## Description of the task
Copy out the whole text on mistletoe word for word.

## Text excerpt
⁂

Mistletoe is a kind of parasitic plant known as ‘hemiparasitic’. What this means is that it is actually only partially parasitic in that although it roots directly into the water and nutrient supply of the host plant taking more than its share of nutrients away from the host, it is able to carry out photosynthesis in its own leaves .

Mistletoe hangs high in the branches of trees where it forms characteristic ball shaped structures that are seen more clearly in winter when the leaves of the deciduous host tree fall off and reveal the large clusters of evergreen mistletoe leaves. In the UK mistletoe spreads fairly slowly and it is unusual for it to do much long term damage to the host but it is possible for heavy infestations to kill the host plant.

Mistletoe seeds are spread by birds, principally the mistle thrush. The birds feed on the large white berries which contain a fairly large seed within a sticky fruit. The seed often gets stuck to the birds beak and it wipes the seed off by scraping its beak against the branch of a tree. If the seed manages to get caught in a crevice in the bark it can germinate there – its roots seeking the active water and nutrient conduct vessels of the tree that lie just below the bark. It is possible to sow mistletoe seeds by crushing the berries and wiping them onto branches of a tree. The most common host species for mistletoe include oaks, poplar, hawthorn and apple.

So, where does the tradition of kissing under the mistletoe come from? The true origins of this seasonal ritual are unclear, with mistletoe being mentioned in Norse legends and Druid mythology, this plant was said to have magical powers and medicinal properties. The western practice of kissing underneath it dates back to Victorian England when it was hung in the farmhouse kitchen and men were allowed to kiss any lady that stood underneath it – custom says that with each kiss a berry should be taken from the plant and once all of the berries were gone no more kissing was allowed!

⁂

## Given entries
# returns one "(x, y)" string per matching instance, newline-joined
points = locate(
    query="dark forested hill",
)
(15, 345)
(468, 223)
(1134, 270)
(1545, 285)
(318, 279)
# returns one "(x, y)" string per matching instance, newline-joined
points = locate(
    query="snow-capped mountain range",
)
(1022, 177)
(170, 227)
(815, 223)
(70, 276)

⁂

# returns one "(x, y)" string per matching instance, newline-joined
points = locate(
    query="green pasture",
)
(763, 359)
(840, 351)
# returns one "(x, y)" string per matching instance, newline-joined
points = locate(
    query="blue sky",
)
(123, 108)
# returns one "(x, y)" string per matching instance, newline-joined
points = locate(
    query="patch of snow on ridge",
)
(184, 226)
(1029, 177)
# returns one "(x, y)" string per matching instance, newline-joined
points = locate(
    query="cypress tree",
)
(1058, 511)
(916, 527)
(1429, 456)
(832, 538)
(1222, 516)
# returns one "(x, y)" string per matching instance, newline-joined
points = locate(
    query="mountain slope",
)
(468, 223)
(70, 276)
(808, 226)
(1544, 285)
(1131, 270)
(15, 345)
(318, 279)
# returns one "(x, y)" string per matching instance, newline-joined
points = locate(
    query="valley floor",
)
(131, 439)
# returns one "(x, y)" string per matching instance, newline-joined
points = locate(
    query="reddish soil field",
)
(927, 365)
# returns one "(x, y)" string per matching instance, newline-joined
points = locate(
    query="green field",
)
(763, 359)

⁂

## Solved exercise
Mistletoe is a kind of parasitic plant known as ‘hemiparasitic’. What this means is that it is actually only partially parasitic in that although it roots directly into the water and nutrient supply of the host plant taking more than its share of nutrients away from the host, it is able to carry out photosynthesis in its own leaves .

Mistletoe hangs high in the branches of trees where it forms characteristic ball shaped structures that are seen more clearly in winter when the leaves of the deciduous host tree fall off and reveal the large clusters of evergreen mistletoe leaves. In the UK mistletoe spreads fairly slowly and it is unusual for it to do much long term damage to the host but it is possible for heavy infestations to kill the host plant.

Mistletoe seeds are spread by birds, principally the mistle thrush. The birds feed on the large white berries which contain a fairly large seed within a sticky fruit. The seed often gets stuck to the birds beak and it wipes the seed off by scraping its beak against the branch of a tree. If the seed manages to get caught in a crevice in the bark it can germinate there – its roots seeking the active water and nutrient conduct vessels of the tree that lie just below the bark. It is possible to sow mistletoe seeds by crushing the berries and wiping them onto branches of a tree. The most common host species for mistletoe include oaks, poplar, hawthorn and apple.

So, where does the tradition of kissing under the mistletoe come from? The true origins of this seasonal ritual are unclear, with mistletoe being mentioned in Norse legends and Druid mythology, this plant was said to have magical powers and medicinal properties. The western practice of kissing underneath it dates back to Victorian England when it was hung in the farmhouse kitchen and men were allowed to kiss any lady that stood underneath it – custom says that with each kiss a berry should be taken from the plant and once all of the berries were gone no more kissing was allowed!